Records from a data collection
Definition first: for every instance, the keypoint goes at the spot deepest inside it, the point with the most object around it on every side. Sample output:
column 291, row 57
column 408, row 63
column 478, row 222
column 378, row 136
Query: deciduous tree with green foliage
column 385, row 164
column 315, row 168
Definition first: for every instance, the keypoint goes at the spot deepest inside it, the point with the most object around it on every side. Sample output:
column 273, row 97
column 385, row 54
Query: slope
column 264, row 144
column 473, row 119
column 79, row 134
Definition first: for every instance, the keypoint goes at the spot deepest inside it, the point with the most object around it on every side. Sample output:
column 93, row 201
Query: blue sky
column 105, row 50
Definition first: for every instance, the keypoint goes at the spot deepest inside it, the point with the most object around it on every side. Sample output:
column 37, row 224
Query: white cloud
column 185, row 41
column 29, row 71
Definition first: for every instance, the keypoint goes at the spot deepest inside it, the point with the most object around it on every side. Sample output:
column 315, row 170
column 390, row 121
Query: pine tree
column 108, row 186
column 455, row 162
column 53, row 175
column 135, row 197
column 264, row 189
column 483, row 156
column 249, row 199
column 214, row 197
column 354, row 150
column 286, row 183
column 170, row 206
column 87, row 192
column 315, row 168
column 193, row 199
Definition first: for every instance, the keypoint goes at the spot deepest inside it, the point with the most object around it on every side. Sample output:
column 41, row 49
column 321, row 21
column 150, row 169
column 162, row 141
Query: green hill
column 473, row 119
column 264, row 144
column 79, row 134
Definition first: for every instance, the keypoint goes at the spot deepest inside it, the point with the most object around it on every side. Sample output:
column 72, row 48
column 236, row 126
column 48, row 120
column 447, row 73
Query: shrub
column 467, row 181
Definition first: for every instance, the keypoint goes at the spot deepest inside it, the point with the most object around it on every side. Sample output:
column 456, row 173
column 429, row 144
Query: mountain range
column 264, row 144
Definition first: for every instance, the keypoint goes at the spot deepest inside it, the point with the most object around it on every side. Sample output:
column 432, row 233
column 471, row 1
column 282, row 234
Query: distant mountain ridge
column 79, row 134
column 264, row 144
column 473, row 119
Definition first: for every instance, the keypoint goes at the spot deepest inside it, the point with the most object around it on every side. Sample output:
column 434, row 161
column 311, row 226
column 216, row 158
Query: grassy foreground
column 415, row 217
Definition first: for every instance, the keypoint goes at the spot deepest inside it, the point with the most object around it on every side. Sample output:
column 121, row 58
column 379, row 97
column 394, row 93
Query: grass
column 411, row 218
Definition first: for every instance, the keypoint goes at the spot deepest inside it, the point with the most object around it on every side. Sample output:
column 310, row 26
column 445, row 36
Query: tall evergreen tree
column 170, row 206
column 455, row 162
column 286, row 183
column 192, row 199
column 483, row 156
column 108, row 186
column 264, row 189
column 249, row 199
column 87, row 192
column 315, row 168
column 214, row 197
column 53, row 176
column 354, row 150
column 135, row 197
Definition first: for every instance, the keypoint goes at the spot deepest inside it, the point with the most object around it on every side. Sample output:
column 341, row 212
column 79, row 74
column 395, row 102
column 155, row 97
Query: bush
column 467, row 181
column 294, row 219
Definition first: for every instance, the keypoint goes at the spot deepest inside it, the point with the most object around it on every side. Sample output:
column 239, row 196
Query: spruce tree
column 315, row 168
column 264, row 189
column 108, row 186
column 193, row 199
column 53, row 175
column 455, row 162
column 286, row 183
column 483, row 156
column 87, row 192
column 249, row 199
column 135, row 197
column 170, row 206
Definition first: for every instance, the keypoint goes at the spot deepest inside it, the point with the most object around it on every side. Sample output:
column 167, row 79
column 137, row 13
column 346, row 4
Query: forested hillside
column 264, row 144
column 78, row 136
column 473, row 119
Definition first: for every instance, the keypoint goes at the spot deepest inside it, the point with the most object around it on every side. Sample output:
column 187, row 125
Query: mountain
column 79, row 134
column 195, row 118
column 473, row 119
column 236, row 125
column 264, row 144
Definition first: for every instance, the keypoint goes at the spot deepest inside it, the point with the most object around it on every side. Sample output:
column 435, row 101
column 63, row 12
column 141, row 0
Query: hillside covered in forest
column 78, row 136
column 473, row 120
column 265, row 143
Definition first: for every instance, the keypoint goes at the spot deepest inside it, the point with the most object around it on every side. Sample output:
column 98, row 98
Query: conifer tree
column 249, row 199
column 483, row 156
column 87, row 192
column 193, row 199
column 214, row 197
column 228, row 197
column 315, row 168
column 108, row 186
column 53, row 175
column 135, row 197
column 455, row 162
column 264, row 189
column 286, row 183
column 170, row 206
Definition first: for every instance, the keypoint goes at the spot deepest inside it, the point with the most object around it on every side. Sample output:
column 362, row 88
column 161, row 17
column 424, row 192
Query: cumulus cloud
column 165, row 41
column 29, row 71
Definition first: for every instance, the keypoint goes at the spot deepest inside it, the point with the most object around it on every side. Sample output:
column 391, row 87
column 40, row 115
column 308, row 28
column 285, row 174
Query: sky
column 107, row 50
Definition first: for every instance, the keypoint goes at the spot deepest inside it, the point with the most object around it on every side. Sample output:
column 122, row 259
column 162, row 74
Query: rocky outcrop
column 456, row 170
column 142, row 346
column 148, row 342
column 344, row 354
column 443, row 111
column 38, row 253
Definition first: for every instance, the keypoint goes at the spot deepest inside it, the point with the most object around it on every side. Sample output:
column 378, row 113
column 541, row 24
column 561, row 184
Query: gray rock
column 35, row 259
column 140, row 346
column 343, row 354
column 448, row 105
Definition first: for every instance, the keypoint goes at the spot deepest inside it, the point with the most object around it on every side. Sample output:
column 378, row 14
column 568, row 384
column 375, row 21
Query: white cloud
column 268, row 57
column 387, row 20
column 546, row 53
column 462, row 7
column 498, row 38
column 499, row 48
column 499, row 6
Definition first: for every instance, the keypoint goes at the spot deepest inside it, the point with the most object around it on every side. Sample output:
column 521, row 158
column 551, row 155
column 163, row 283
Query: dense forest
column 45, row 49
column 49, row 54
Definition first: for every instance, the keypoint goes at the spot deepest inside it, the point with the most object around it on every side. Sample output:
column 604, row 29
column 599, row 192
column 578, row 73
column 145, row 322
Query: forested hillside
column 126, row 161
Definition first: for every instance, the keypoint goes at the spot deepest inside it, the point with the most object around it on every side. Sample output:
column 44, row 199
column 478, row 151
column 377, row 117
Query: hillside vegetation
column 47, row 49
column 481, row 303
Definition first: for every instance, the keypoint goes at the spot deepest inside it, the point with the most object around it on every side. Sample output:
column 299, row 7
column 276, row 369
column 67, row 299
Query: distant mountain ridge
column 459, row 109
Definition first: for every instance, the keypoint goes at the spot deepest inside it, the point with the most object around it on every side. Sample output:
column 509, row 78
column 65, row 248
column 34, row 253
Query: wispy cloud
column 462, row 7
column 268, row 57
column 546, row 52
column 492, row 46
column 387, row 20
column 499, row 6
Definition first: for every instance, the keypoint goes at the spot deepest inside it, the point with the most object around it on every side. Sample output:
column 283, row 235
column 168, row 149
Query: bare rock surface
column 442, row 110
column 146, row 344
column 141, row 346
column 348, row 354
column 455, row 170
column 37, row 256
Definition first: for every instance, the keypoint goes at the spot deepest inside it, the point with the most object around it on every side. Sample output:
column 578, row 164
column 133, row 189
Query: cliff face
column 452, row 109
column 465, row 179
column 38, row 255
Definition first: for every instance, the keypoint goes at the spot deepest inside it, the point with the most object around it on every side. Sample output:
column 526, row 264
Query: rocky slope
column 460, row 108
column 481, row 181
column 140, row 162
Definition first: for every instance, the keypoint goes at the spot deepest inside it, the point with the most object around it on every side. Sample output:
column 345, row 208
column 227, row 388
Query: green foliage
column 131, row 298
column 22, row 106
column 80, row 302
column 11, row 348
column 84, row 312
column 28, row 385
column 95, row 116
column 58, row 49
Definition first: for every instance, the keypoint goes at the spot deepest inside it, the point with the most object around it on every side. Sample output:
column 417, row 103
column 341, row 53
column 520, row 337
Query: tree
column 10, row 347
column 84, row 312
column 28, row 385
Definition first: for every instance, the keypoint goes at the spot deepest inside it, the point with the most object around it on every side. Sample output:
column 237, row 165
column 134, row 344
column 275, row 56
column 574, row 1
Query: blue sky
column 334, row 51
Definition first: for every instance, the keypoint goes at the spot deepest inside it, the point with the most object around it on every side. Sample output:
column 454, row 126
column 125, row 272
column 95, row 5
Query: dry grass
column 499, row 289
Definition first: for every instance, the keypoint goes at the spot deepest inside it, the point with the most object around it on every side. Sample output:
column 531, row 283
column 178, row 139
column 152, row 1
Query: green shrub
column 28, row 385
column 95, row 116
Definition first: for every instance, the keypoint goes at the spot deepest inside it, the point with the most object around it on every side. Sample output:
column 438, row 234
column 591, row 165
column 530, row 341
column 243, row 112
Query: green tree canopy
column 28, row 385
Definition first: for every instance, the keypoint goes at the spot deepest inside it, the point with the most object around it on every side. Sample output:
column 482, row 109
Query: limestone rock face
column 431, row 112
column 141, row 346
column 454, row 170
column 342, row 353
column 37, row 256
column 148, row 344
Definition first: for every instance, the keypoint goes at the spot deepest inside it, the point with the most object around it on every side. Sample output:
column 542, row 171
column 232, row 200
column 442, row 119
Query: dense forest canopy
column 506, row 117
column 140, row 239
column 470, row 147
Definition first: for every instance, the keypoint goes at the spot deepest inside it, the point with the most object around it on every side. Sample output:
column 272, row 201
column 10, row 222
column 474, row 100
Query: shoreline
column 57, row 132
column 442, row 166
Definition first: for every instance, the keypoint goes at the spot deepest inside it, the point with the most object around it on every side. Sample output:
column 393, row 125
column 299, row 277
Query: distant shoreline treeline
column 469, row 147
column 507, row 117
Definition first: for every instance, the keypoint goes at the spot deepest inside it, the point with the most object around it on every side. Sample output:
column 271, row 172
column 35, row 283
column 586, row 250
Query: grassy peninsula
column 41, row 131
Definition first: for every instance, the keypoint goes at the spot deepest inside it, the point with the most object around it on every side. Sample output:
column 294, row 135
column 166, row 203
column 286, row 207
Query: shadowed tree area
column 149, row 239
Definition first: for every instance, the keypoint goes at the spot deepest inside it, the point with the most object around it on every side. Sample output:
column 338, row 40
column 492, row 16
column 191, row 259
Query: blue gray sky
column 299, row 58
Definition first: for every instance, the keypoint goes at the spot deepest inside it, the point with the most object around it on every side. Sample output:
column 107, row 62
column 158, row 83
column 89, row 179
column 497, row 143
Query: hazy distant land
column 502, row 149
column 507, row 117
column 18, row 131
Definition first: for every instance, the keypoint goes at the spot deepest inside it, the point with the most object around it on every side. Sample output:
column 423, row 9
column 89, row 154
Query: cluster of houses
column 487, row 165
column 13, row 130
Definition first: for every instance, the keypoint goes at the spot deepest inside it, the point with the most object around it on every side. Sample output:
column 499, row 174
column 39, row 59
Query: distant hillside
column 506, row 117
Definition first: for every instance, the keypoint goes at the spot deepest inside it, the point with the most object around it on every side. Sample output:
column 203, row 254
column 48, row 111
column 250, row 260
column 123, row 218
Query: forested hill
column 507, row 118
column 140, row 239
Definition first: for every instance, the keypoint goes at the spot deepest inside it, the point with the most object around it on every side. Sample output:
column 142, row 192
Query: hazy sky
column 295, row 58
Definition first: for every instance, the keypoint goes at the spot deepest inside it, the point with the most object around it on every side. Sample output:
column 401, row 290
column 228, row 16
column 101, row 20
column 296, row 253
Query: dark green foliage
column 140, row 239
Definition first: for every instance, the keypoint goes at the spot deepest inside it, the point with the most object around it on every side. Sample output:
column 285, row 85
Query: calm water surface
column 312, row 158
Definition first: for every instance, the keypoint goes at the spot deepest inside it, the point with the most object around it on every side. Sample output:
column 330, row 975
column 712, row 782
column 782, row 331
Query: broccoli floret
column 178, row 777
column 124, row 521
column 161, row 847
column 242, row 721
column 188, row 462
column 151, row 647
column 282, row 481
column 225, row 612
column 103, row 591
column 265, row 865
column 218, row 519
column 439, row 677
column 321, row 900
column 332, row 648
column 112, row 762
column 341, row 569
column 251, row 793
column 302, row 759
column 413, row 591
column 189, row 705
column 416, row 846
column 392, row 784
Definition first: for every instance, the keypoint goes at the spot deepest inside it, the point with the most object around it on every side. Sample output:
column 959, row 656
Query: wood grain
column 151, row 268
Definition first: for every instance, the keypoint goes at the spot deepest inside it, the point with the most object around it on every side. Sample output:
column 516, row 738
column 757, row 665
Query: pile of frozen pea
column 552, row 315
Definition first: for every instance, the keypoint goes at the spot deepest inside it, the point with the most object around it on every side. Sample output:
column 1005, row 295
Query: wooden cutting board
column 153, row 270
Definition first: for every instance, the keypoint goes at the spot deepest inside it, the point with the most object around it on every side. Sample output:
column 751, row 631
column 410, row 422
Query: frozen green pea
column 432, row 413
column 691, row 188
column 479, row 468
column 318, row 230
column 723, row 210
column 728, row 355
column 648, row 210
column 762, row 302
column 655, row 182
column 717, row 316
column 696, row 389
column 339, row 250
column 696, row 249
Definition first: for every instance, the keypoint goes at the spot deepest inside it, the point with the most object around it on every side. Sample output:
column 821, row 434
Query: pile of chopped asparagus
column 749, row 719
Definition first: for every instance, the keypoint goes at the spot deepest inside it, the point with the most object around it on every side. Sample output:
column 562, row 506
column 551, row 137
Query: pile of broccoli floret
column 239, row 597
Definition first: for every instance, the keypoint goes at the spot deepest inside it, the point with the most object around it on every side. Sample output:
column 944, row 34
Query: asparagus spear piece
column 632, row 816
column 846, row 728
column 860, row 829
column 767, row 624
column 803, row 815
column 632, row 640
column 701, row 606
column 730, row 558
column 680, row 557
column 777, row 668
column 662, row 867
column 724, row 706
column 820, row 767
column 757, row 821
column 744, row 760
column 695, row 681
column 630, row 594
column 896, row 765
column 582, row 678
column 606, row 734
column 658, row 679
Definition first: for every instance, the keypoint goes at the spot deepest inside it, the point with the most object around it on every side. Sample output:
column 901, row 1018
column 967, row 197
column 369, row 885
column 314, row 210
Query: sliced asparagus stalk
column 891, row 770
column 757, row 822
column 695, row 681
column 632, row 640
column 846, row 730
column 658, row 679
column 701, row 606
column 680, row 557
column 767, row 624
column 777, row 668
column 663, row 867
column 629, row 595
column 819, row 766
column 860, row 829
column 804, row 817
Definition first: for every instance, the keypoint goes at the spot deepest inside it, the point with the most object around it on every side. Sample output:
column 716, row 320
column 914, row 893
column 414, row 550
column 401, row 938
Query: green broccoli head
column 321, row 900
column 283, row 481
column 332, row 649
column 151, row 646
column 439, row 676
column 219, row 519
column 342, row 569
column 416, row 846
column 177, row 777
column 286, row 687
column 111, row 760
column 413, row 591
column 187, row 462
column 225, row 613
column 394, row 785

Direction: Report how many lines of the rows above contain the word "surface".

Finished exercise: 2